• [What the exercise asks]:
Answer these from the business report passage below:
1. By how much were Cash and Bank balances lower?
2. How many of the company's factories have obtained OHSAS 18001 certification?
3. Where is the plant around which the company gives financial help to institutions?

• [Passage to read]:
(begin)

Sundry Debtors were significantly lower at Rs.201 Million as against Rs.272 Million at the end of 2010. This represents an improvement to about 13 days to Gross sales as against 19 days in 2010.

On an aggregated basis, the Inventory and Receivables figures compare favourably with the previous year.

Cash and Bank balances were lower by Rs.113 Million with the impact of dividend payouts in 2011 and an increase in Net Working Capital.

Other Current Assets, Loans and Advances increased by Rs.55 million due to higher supplier advances at the end of the year on Steel and Rutiles.

OUTLOOK, OPPORTUNITIES AND THREATS

The outlook for 2012 appears more challenging with established players expanding in India and with difficult liquidity and economic conditions continuing to exert pressures on margins and working capital. Of primary concern are high levels of inflation and relatively depressed market sentiments. Competition from the lower end manufacturers also continues to be intense.

Prices of Steel and other metals have been displaying erratic trends with upward bias driven by power shortages and rising input costs.

We are focusing on productivity improvements, resourcing, quality, costs, indigenization of raw materials and components, range rationalization and enrichment of product mix to enhance our market shares and margins.

Margins are expected to remain under pressure even as we adapt to a rapidly changing environment.

INTERNAL CONTROLS

Internal controls are continuously evaluated by Management and by the Internal Auditors. Findings from internal audits are reviewed regularly by the Management and by the Audit Committee and corrective actions and controls put in place wherever necessary.

The reviews by Internal Auditors are scheduled and cover the various manufacturing and office locations. The scope of their work includes review of controls on accounting, statutory and other compliances and operational areas in

addition to reviews relating to efficiency and economy in operations.

RELATED PARTIES

Note 20 of Schedule O to the Financial Statements sets out the nature of transactions with related parties. Transactions with related parties are carried out at arm's length. The details of such transactions are placed before the Audit Committee.

FINANCE

The Company's relationships with its consortium and other bankers continued to be cordial during the year. The Company would like to thank its Bankers for their support.

CORPORATE SOCIAL RESPONSIBILITY

The Company supports community welfare initiatives. The company has continued with its financial help to institutions in and around its plant at Ambattur, Chennai and in other cities to take care of their upkeep and welfare of the lesser privileged citizens.

ENVIRONMENT, HEALTH AND SAFETY

The Company continued its commitment to industrial safety and environment protection and all its five factories have obtained its OHSAS 18001 certification. Periodical audits are done by external and internal agencies to assess the continued levels of EHS efficiency of each of these plants and the OHSAS certification given is renewed after every such audit. The Company is also networked with the ESAB group on EHS initiatives and works closely with the group on initiatives and actions concerning EHS.

(end)

• [Items]:

(begin)

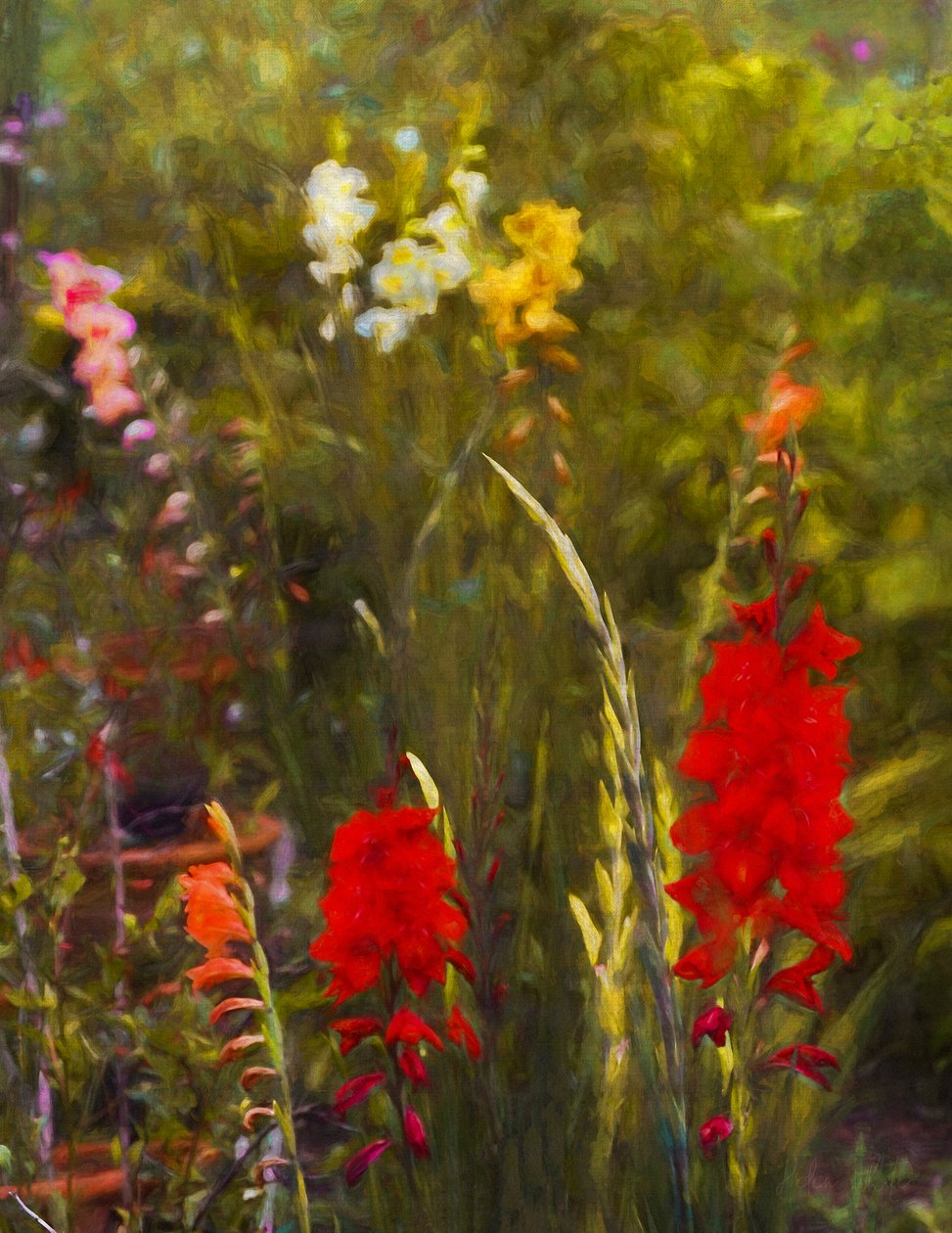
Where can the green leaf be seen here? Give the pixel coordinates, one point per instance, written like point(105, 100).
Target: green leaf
point(565, 550)
point(428, 786)
point(591, 935)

(end)

• [Answer to the exercise]:
1. Rs.113 Million
2. Five
3. Ambattur, Chennai